**PAGE EXTRACT**
On a national level, both the Federal Trade Commission (FTC) and the Federal Communications Commission (FCC) have the authority to issue and enforce regulations when it comes to communication via electronic or wireless means. This overlapping jurisdiction (along with the agencies’ similar acronyms) can occasionally lead to consumer confusion.

In 2003, in order to improve compliance with a law that had been passed more than a decade earlier (the Telephone Consumer Protection Act of 1991), the FTC established the National Do Not Call Registry. Those who place their phone number in this registry will be protected from most unwanted phone calls until they switch phone numbers or manually remove their own listing; however, the individuals and companies responsible for cold-calling have 30 days to update their own records before enforcement action will be taken, so adding one’s name to the DNC Registry isn’t always an immediate fix.

The FCC is less involved than the FTC in the workings of the DNC Registry, but more involved in the enforcement of laws and regulations governing “robocalling.” While many who are accustomed to receiving unwanted phone calls on their cell phones assume that an entry on the DNC Registry will provide the solution to this problem, the FCC actually prohibits any robotic caller from initiating unsolicited communication with a wireless phone number except in a few exceptional situations. This means that anyone who is receiving these solicitations on a cell phone likely has a viable cause of action against the caller even if that phone number was not previously included on the DNC Registry.  

What telephone contact is still permitted if you’re on the DNC Registry?

**WHAT YOU NEED TO DO**
A: Answer these from the Do Not Call passage, one a line:
(i) In what year did the FTC set up the National Do Not Call Registry?
(ii) How many days do callers have to update their own records before enforcement action is taken?
(iii) Which agency bans robotic callers from starting unsolicited contact with a wireless phone number, except in a few exceptional situations?
B: Write out word for word the part of the Do Not Call passage that opens with the words containing "On a national" and closes with "to consumer confusion.".
The records aren't needed for anything here.

**PROVIDED MATERIAL**

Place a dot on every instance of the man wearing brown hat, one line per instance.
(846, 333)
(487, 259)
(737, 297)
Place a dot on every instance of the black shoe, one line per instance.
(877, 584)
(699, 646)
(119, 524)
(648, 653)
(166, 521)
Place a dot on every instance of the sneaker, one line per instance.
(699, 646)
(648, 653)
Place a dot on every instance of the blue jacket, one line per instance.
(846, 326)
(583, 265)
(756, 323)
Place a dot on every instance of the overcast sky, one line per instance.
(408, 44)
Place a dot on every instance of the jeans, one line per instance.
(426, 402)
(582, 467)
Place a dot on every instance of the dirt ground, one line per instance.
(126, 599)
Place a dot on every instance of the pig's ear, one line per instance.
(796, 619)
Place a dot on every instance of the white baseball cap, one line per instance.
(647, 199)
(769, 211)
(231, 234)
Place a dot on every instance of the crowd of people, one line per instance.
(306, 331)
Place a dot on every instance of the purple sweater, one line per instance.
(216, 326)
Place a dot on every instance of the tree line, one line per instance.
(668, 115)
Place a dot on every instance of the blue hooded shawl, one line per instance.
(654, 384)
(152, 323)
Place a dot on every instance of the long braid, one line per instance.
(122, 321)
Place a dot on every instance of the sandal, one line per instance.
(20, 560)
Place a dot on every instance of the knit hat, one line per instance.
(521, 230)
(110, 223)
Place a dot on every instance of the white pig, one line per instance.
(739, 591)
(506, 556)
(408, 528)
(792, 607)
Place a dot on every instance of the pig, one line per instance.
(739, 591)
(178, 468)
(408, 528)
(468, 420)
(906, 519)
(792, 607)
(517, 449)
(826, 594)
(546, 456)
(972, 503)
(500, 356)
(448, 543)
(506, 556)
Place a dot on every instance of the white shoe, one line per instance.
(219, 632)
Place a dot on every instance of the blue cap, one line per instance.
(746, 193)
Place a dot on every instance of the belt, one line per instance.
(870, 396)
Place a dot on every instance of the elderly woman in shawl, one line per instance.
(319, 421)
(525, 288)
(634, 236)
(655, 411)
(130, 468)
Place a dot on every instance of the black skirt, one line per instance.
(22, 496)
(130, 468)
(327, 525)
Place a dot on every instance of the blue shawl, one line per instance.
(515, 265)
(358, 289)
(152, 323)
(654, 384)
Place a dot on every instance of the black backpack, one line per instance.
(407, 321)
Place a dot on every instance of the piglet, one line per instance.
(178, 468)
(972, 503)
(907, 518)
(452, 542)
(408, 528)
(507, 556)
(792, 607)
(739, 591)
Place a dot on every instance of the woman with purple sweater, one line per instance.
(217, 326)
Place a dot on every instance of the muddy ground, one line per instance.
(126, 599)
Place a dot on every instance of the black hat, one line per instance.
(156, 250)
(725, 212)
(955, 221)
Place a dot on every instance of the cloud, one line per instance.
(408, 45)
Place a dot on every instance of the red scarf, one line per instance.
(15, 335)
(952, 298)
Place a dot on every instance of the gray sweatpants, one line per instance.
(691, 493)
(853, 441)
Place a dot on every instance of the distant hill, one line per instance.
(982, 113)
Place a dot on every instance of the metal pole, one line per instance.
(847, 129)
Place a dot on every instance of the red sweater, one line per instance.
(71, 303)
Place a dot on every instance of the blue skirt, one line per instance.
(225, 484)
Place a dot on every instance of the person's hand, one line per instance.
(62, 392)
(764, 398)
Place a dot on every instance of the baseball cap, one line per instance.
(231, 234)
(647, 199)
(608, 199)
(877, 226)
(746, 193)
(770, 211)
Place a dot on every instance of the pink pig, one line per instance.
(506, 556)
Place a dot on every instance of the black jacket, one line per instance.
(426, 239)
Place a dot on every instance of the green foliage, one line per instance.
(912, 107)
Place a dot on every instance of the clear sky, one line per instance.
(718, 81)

==

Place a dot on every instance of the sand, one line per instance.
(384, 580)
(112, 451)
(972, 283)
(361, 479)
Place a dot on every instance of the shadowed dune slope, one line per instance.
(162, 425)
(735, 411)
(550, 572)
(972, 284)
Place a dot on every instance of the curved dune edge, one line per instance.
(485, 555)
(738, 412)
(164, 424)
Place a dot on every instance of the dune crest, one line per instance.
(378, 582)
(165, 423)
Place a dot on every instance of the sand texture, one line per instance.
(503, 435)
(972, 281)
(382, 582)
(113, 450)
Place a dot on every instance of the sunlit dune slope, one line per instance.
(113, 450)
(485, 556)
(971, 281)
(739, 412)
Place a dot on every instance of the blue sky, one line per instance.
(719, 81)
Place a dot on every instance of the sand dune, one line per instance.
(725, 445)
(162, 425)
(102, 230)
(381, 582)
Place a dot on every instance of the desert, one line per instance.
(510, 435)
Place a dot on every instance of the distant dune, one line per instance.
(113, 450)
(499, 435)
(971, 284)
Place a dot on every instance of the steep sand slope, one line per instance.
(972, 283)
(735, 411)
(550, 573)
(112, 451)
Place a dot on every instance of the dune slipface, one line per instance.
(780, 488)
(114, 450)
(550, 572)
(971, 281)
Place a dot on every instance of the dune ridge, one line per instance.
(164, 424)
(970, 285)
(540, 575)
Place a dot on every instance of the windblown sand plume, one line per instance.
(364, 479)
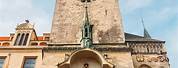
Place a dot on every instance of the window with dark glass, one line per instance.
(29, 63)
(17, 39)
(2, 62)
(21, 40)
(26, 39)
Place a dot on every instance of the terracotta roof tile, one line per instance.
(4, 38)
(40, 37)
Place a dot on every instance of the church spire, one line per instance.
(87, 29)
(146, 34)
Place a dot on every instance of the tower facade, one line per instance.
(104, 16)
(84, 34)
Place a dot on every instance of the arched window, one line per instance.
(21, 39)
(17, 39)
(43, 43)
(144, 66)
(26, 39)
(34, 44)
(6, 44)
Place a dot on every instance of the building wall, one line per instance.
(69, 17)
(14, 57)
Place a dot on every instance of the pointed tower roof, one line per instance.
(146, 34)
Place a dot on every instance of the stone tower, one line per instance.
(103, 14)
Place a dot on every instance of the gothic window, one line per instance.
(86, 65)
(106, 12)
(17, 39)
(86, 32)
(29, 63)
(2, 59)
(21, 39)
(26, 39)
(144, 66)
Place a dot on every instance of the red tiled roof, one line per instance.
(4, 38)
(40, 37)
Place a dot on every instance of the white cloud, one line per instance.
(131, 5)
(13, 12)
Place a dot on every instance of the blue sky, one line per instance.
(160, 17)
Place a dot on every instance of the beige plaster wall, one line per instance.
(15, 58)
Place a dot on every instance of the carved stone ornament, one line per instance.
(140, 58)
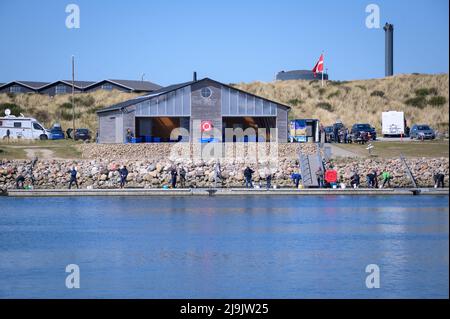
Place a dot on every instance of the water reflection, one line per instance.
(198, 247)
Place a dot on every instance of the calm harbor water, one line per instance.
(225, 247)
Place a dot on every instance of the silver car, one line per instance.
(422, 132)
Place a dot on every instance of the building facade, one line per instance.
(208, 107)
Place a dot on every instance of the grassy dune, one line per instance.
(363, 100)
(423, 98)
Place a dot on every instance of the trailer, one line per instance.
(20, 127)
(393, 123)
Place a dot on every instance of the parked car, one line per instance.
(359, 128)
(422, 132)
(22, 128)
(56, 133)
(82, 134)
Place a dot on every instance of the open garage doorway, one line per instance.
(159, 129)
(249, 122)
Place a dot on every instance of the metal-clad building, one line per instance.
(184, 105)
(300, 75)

**REPLIES**
A:
(i) 2003
(ii) 30 days
(iii) The FCC (Federal Communications Commission)

B:
On a national level, both the Federal Trade Commission (FTC) and the Federal Communications Commission (FCC) have the authority to issue and enforce regulations when it comes to communication via electronic or wireless means. This overlapping jurisdiction (along with the agencies’ similar acronyms) can occasionally lead to consumer confusion.